::: PROVIDED MATERIAL

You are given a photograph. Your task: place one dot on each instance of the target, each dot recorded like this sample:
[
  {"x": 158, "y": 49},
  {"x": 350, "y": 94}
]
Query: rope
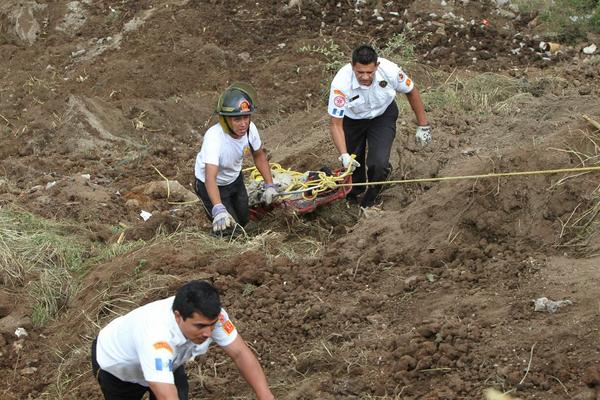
[
  {"x": 482, "y": 176},
  {"x": 311, "y": 189},
  {"x": 300, "y": 184}
]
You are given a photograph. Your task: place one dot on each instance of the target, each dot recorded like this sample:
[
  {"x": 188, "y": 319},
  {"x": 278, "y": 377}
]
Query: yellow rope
[
  {"x": 308, "y": 188},
  {"x": 482, "y": 176},
  {"x": 325, "y": 182}
]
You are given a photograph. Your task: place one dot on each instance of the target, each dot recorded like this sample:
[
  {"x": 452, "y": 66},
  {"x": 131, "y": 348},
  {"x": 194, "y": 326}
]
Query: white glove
[
  {"x": 270, "y": 194},
  {"x": 349, "y": 162},
  {"x": 423, "y": 135},
  {"x": 221, "y": 218}
]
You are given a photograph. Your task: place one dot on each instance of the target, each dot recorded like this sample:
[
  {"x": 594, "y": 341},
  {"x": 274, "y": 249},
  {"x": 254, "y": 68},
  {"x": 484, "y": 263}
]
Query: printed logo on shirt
[
  {"x": 338, "y": 112},
  {"x": 228, "y": 327},
  {"x": 163, "y": 365},
  {"x": 339, "y": 101},
  {"x": 163, "y": 345}
]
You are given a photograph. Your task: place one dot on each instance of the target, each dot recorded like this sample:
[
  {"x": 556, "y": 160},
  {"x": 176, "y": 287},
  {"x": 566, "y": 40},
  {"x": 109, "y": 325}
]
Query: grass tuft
[{"x": 40, "y": 255}]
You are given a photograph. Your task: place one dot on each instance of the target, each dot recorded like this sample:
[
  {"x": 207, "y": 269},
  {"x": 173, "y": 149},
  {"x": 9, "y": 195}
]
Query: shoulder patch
[
  {"x": 339, "y": 101},
  {"x": 163, "y": 345},
  {"x": 228, "y": 327}
]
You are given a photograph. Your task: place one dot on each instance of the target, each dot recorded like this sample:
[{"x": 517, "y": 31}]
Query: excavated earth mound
[{"x": 103, "y": 105}]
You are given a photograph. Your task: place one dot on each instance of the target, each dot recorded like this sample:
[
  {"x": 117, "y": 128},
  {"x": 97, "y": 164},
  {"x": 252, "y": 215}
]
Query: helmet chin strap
[{"x": 227, "y": 128}]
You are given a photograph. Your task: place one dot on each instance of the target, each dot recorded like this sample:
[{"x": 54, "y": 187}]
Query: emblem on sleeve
[
  {"x": 339, "y": 101},
  {"x": 228, "y": 327},
  {"x": 163, "y": 365},
  {"x": 163, "y": 345}
]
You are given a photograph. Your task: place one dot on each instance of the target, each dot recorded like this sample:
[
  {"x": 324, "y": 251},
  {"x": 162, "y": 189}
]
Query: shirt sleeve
[
  {"x": 338, "y": 97},
  {"x": 156, "y": 360},
  {"x": 224, "y": 332},
  {"x": 254, "y": 137},
  {"x": 211, "y": 148},
  {"x": 402, "y": 83}
]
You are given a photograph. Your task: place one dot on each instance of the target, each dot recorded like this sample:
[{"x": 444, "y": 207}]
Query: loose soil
[{"x": 431, "y": 298}]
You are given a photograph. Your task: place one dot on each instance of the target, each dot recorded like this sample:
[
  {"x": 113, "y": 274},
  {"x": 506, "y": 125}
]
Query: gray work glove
[
  {"x": 423, "y": 135},
  {"x": 221, "y": 218},
  {"x": 349, "y": 162},
  {"x": 270, "y": 194}
]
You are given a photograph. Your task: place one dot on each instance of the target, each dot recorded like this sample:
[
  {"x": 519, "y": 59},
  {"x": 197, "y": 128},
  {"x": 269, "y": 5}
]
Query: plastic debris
[
  {"x": 591, "y": 49},
  {"x": 21, "y": 332},
  {"x": 549, "y": 47},
  {"x": 543, "y": 304}
]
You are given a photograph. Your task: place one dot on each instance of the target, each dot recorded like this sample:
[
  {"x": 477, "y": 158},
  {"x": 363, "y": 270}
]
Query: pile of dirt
[{"x": 103, "y": 106}]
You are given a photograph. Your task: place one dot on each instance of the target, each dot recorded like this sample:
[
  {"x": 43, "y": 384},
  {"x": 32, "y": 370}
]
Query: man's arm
[
  {"x": 336, "y": 129},
  {"x": 249, "y": 367},
  {"x": 164, "y": 391},
  {"x": 212, "y": 189},
  {"x": 262, "y": 164},
  {"x": 414, "y": 99}
]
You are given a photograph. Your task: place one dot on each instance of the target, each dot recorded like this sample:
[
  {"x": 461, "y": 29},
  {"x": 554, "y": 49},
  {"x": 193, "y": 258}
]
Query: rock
[
  {"x": 589, "y": 50},
  {"x": 28, "y": 371}
]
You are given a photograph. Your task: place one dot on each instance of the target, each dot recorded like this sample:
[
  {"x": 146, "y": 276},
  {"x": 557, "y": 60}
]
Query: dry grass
[
  {"x": 41, "y": 256},
  {"x": 580, "y": 228}
]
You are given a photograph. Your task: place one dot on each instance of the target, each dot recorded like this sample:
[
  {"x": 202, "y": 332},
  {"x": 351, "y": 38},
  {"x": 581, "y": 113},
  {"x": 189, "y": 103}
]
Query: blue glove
[
  {"x": 423, "y": 135},
  {"x": 270, "y": 194},
  {"x": 349, "y": 162},
  {"x": 221, "y": 218}
]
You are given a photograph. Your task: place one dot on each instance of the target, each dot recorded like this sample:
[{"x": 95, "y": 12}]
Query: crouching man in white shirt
[{"x": 146, "y": 349}]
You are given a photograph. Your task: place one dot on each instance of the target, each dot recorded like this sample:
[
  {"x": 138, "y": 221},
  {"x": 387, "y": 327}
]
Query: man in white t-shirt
[
  {"x": 146, "y": 349},
  {"x": 363, "y": 114},
  {"x": 219, "y": 181}
]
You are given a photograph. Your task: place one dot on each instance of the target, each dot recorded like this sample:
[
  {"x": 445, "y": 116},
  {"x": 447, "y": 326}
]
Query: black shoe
[{"x": 352, "y": 198}]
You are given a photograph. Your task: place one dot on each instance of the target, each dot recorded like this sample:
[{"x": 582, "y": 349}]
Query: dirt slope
[{"x": 430, "y": 299}]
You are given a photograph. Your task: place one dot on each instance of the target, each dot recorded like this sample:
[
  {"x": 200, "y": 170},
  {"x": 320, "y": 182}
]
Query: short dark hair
[
  {"x": 364, "y": 54},
  {"x": 197, "y": 297}
]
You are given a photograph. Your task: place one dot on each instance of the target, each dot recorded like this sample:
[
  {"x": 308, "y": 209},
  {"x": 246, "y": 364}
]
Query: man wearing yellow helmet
[{"x": 219, "y": 181}]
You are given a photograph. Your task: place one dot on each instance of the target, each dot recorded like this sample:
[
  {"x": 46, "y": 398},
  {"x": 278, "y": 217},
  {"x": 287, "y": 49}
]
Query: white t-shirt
[
  {"x": 146, "y": 345},
  {"x": 347, "y": 97},
  {"x": 226, "y": 152}
]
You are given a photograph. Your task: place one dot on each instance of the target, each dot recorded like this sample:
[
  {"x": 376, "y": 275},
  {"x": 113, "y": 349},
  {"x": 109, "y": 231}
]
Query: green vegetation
[
  {"x": 565, "y": 20},
  {"x": 399, "y": 49},
  {"x": 41, "y": 255},
  {"x": 335, "y": 55}
]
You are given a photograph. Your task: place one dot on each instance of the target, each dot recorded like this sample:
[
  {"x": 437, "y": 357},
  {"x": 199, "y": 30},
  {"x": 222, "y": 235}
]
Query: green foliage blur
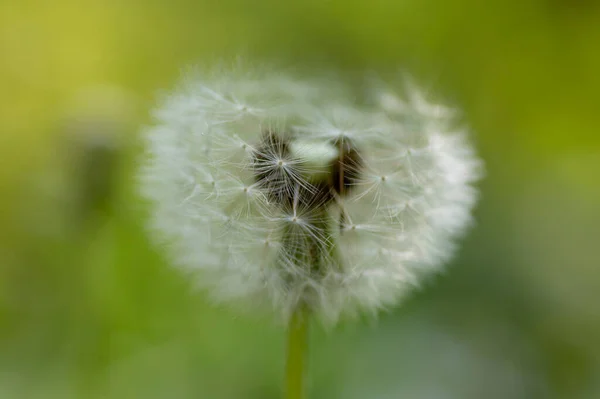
[{"x": 89, "y": 308}]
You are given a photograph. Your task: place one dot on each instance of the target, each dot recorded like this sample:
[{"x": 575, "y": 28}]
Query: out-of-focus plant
[{"x": 303, "y": 197}]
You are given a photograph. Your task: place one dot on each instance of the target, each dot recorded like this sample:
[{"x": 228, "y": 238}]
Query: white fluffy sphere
[{"x": 278, "y": 191}]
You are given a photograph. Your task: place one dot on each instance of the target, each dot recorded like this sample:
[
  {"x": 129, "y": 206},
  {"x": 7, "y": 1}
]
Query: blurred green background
[{"x": 90, "y": 309}]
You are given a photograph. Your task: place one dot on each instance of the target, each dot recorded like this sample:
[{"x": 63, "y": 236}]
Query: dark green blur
[{"x": 90, "y": 309}]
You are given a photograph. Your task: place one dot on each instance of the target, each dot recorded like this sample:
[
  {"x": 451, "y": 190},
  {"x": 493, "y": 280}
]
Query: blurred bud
[{"x": 96, "y": 124}]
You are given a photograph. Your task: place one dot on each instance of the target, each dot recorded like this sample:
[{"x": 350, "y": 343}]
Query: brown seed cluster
[{"x": 279, "y": 173}]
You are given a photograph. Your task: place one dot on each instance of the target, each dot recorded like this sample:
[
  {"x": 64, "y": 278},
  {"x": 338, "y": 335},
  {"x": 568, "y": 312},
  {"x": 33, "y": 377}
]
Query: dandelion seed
[{"x": 280, "y": 192}]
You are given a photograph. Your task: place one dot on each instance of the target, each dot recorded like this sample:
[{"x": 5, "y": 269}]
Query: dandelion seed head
[{"x": 273, "y": 191}]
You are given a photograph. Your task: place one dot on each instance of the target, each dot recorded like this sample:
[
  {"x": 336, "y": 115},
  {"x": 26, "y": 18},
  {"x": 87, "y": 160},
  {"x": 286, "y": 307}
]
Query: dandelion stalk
[
  {"x": 297, "y": 347},
  {"x": 305, "y": 197}
]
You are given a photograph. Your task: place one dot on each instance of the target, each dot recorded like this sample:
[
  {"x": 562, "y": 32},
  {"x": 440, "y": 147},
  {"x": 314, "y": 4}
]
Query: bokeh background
[{"x": 90, "y": 309}]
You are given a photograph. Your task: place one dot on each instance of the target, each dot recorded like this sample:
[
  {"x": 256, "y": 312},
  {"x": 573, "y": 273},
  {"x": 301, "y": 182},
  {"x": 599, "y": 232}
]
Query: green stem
[{"x": 297, "y": 342}]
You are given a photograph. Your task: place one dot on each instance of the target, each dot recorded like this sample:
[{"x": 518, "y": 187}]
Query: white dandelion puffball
[{"x": 278, "y": 192}]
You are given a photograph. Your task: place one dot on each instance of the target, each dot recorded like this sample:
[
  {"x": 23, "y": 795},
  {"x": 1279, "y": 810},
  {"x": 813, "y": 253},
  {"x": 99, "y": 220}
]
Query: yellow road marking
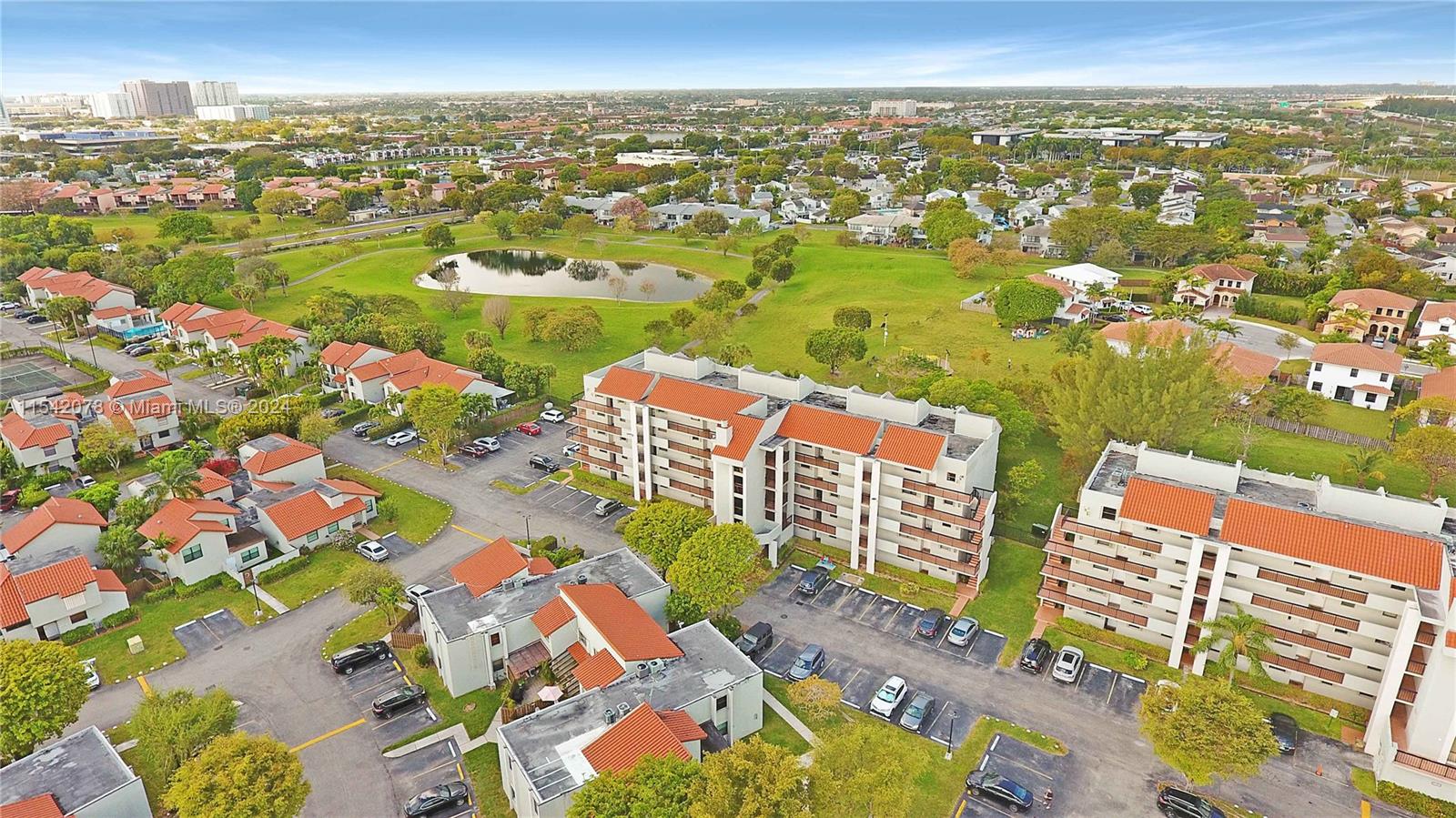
[{"x": 331, "y": 734}]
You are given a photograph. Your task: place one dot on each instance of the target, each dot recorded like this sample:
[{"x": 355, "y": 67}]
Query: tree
[
  {"x": 752, "y": 779},
  {"x": 175, "y": 725},
  {"x": 856, "y": 772},
  {"x": 439, "y": 236},
  {"x": 657, "y": 786},
  {"x": 713, "y": 563},
  {"x": 1205, "y": 728},
  {"x": 44, "y": 687},
  {"x": 379, "y": 585},
  {"x": 834, "y": 345},
  {"x": 657, "y": 530},
  {"x": 1431, "y": 450},
  {"x": 1021, "y": 300},
  {"x": 239, "y": 776},
  {"x": 434, "y": 409}
]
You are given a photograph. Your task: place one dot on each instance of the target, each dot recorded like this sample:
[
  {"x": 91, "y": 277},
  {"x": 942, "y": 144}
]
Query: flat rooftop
[
  {"x": 460, "y": 614},
  {"x": 548, "y": 742}
]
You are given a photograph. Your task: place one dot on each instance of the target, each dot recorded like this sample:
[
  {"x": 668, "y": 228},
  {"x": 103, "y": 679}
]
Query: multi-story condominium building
[
  {"x": 880, "y": 478},
  {"x": 1356, "y": 587}
]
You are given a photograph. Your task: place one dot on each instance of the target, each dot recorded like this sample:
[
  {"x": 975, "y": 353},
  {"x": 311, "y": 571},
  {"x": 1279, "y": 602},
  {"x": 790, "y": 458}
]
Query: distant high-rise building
[
  {"x": 159, "y": 99},
  {"x": 113, "y": 105},
  {"x": 210, "y": 92}
]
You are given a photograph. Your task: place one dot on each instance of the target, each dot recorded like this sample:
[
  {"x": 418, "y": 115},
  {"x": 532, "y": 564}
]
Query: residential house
[
  {"x": 1354, "y": 373},
  {"x": 76, "y": 776},
  {"x": 1354, "y": 587}
]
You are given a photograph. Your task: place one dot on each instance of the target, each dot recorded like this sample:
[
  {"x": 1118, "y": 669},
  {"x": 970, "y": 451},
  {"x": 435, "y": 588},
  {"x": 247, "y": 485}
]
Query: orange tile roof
[
  {"x": 832, "y": 429},
  {"x": 1359, "y": 356},
  {"x": 597, "y": 670},
  {"x": 631, "y": 632},
  {"x": 552, "y": 616},
  {"x": 744, "y": 429},
  {"x": 56, "y": 511},
  {"x": 625, "y": 383},
  {"x": 1350, "y": 546},
  {"x": 488, "y": 567},
  {"x": 699, "y": 399},
  {"x": 1171, "y": 507},
  {"x": 641, "y": 732},
  {"x": 910, "y": 447}
]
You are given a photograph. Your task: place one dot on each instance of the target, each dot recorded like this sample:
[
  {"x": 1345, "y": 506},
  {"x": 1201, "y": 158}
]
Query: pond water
[{"x": 533, "y": 272}]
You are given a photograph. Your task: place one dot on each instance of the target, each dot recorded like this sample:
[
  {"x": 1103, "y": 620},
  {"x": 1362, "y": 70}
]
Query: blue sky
[{"x": 405, "y": 45}]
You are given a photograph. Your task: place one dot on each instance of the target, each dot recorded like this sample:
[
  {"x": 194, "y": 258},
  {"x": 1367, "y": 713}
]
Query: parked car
[
  {"x": 398, "y": 699},
  {"x": 349, "y": 658},
  {"x": 1183, "y": 803},
  {"x": 436, "y": 800},
  {"x": 400, "y": 439},
  {"x": 1034, "y": 655},
  {"x": 1067, "y": 665},
  {"x": 756, "y": 641},
  {"x": 999, "y": 788},
  {"x": 890, "y": 694},
  {"x": 812, "y": 661},
  {"x": 813, "y": 581},
  {"x": 1286, "y": 731},
  {"x": 963, "y": 631},
  {"x": 371, "y": 550},
  {"x": 917, "y": 712},
  {"x": 929, "y": 625}
]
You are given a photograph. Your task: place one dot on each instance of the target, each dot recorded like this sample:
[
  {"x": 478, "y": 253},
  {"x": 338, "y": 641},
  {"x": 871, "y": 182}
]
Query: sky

::::::

→ TASK TO COMPLETE
Can you pull out every line of the records above that contains the word "yellow" and copy each one?

→ REPLY
Query: yellow rope
Query: man wearing yellow helmet
Query: yellow road marking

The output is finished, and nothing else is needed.